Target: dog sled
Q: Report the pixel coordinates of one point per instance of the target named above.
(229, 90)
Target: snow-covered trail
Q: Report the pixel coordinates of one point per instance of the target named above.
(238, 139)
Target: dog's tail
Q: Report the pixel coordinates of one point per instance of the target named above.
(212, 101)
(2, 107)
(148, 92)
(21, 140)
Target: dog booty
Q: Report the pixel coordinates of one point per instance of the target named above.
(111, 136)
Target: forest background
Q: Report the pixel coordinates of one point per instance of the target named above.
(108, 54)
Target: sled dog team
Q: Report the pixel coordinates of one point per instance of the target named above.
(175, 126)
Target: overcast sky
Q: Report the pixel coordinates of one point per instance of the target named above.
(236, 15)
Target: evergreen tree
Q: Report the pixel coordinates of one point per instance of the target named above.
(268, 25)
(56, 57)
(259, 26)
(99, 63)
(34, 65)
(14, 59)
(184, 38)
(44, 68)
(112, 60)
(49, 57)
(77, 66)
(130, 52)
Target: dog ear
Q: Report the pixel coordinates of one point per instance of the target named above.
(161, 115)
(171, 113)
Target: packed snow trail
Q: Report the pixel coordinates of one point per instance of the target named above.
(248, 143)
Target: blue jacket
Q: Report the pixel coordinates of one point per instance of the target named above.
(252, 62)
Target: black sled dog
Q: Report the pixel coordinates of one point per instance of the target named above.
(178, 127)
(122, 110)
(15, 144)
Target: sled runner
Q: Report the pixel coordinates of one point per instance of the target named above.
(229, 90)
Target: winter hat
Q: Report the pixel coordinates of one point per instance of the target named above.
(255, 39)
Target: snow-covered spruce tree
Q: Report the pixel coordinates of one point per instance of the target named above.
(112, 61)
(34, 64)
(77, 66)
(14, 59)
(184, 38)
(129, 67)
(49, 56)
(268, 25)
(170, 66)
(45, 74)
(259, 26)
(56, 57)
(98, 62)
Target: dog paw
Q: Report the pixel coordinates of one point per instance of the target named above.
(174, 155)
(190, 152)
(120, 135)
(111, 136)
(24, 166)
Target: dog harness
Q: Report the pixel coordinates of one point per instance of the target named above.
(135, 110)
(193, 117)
┄┄┄┄┄┄┄┄┄┄┄┄┄┄┄┄┄┄┄┄
● Was erwartet wird
Tauschen Sie in den obigen Einträgen „evergreen tree“ gegen „conifer“ aus. Geben Sie die Zeilen ansonsten unverändert wieder.

● Vollständige Antwort
Target: dog sled
Q: Report the pixel coordinates of one point per instance of the target named above.
(229, 90)
Target: snow-covered trail
Q: Report the pixel coordinates of one point per instance of the target named above.
(238, 139)
Target: dog's tail
Q: Report the pixel coordinates of one point per instance of the target named above.
(212, 101)
(2, 107)
(148, 92)
(21, 140)
Target: dog booty
Q: Report the pixel coordinates of one point per instance of the target named above.
(111, 136)
Target: forest background
Q: Report the pixel coordinates of one point per instance of the target named above.
(108, 54)
Target: sled dog team
Q: Report the pixel coordinates of one point per instance of the target named above.
(175, 126)
Target: overcast sky
Q: Report the pixel coordinates of one point per instance of the target named above.
(236, 15)
Target: conifer
Q: Report the pixel coordinates of one point per instance of the target named above.
(268, 25)
(56, 57)
(259, 26)
(99, 63)
(34, 65)
(14, 59)
(184, 38)
(44, 68)
(112, 60)
(49, 57)
(77, 66)
(130, 52)
Target: dog ear
Q: Report the pixel coordinates of one point per instance of the target named above.
(161, 115)
(171, 113)
Target: packed snow trail
Q: Report the pixel coordinates of one point per instance of the target named above.
(248, 143)
Target: blue jacket
Q: Report the pixel coordinates of one point per instance of the target named above.
(252, 62)
Target: black sled dog
Q: Report the pixel coordinates of one point per instance of the target named above.
(178, 127)
(122, 110)
(15, 144)
Target: sled runner
Q: Report the pixel coordinates of one point per instance of the target named above.
(229, 90)
Target: winter hat
Q: Report the pixel coordinates of one point per instance of the target named above.
(255, 39)
Target: snow-covered spruce tree
Q: Report the pixel coordinates of one point per instance of the target named above.
(112, 61)
(34, 64)
(77, 66)
(14, 59)
(184, 38)
(129, 67)
(49, 56)
(268, 25)
(170, 66)
(45, 74)
(259, 26)
(56, 57)
(98, 62)
Target: dog paw
Q: Report the pixel coordinates of one point per instance of the target named above.
(174, 155)
(190, 152)
(120, 135)
(111, 136)
(24, 166)
Target: dog harness
Q: Report the pixel coordinates of one point per instance of the target named above.
(135, 110)
(193, 117)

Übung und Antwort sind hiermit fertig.